Comment by xyzelement

14 hours ago

The only problem with this analysis is that in practice a lot of the designers don't understand the customer and don't understand the business. Don't understand the market, at least compared to the founders or people who've been in the space for a long time.

So there's a bit of a false confidence where the designers think they know what's really right because they did "scientific approach". But in reality the founders actually more correct.

They also very often don’t understand what’s easy and what’s hard to implement, what’s a real priority vs a nice to have, and have extremely strong opinions against off-the-shelf components and prefer building everything from scratch.

Also: The lesson of “don’t rewrite” from Joel Spolsky seems internalized in the minds of every developer, but "rewriting from scratch" is basically how designers operate by default.

Most of the explosion in frontend development complexity and amount of work in the last few years is because designers are inflating development costs and companies are eating it with smiling faces where complaining that developers are costly and wanting AI to fix the problem.

This kind of inefficiency and inequality in decision power is a huge thing in our industry. The same situation happens with QAs trying to play product and asking for modifications at the end of development that very often amount only to personal opinion and require developers to keep burning political capital to say no to.

I am not saying designers, QAs, PMs and developers should know everything, but when true collaboration doesn’t happen, due to personalities or political reasons, the result and the execution will always be lacking.

  • really good observation, and it's interesting what will happen when implementation gets cheaper - designers will get overwhelmed with too many things to review now, probably

  • except agentic engineering mostly invalidates this with regard to marketing websites. nothing is really all that hard to implement on mostly static site.

    • Those were never really that difficult to implement. The agentic way still requires proper communication, which is often what projects lack so I don’t see it changing much.

Replying to my own post because it's too late to edit.

This post has clearly struck a nerve as I think it's my most upvoted post on HN ever. Behind this post is 3 companies worth of experience working with great designers (really, UXers) who vehemently advocate on behalf of the user but don't realize their own limitations to understand that user (and to therefore tone down the advocacy accordingly.)

* _Exercise details_
Duplicate the passage from the comment thread about designers, starting with "They also very" and going on through "fix the problem.". Rely on the comment thread alone.

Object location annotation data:
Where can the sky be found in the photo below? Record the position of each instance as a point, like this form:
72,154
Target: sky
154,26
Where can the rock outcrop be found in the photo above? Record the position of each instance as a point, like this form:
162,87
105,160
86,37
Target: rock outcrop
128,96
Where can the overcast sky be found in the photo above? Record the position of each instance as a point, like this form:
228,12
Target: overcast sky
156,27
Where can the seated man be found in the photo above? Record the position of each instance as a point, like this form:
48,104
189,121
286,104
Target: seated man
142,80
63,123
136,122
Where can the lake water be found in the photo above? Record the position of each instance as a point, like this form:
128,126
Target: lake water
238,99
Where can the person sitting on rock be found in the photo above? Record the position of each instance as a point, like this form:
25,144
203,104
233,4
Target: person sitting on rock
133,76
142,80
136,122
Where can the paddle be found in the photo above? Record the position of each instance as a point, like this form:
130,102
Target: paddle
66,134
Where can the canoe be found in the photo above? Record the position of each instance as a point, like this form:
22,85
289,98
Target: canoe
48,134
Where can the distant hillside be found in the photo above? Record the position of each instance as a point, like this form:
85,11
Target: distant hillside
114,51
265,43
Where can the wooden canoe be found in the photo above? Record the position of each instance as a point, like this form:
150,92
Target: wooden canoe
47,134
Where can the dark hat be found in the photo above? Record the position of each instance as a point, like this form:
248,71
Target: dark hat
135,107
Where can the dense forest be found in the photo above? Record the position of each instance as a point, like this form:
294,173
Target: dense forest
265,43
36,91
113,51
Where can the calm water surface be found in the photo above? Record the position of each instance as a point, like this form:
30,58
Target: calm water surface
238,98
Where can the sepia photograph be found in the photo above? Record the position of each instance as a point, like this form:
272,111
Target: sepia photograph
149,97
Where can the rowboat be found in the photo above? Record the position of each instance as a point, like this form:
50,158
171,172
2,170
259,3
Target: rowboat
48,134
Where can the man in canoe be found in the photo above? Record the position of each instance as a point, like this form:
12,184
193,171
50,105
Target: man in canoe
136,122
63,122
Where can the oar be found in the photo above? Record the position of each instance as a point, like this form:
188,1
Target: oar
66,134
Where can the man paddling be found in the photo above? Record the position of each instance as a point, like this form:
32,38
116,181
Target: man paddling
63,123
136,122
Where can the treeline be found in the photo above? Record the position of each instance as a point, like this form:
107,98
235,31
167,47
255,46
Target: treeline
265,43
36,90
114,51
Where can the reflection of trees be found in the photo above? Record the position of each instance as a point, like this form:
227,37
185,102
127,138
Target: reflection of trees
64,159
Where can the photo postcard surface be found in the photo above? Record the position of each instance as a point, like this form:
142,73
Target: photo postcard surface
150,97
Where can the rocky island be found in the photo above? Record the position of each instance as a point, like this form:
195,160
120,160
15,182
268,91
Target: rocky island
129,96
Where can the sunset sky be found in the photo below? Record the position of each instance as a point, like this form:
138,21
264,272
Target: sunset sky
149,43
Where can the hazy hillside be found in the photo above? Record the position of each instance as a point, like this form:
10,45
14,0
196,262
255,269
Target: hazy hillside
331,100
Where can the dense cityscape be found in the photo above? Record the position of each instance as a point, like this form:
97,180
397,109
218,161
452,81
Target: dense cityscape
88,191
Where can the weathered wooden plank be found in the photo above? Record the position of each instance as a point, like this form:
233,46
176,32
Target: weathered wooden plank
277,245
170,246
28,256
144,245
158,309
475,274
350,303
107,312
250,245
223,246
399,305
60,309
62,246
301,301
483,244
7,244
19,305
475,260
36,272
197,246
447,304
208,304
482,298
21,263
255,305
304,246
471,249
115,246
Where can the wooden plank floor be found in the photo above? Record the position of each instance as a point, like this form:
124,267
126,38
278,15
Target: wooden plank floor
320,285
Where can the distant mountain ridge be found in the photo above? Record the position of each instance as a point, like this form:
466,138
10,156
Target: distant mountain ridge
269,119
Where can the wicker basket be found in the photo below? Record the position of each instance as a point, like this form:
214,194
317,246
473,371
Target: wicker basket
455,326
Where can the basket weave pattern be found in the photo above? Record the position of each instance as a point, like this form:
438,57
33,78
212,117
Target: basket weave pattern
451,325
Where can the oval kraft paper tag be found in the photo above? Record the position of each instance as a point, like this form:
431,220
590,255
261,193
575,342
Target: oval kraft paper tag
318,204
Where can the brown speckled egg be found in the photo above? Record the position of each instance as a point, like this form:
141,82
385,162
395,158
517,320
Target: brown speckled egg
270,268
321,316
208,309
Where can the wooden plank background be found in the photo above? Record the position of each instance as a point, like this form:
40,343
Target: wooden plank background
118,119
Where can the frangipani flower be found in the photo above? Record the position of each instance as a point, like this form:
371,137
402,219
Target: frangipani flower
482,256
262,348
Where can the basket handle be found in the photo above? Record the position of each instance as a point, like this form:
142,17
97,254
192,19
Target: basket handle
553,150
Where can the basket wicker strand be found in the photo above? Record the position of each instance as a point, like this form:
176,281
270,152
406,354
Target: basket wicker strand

* _Expected output_
They also very often don’t understand what’s easy and what’s hard to implement, what’s a real priority vs a nice to have, and have extremely strong opinions against off-the-shelf components and prefer building everything from scratch.

Also: The lesson of “don’t rewrite” from Joel Spolsky seems internalized in the minds of every developer, but "rewriting from scratch" is basically how designers operate by default.

Most of the explosion in frontend development complexity and amount of work in the last few years is because designers are inflating development costs and companies are eating it with smiling faces where complaining that developers are costly and wanting AI to fix the problem.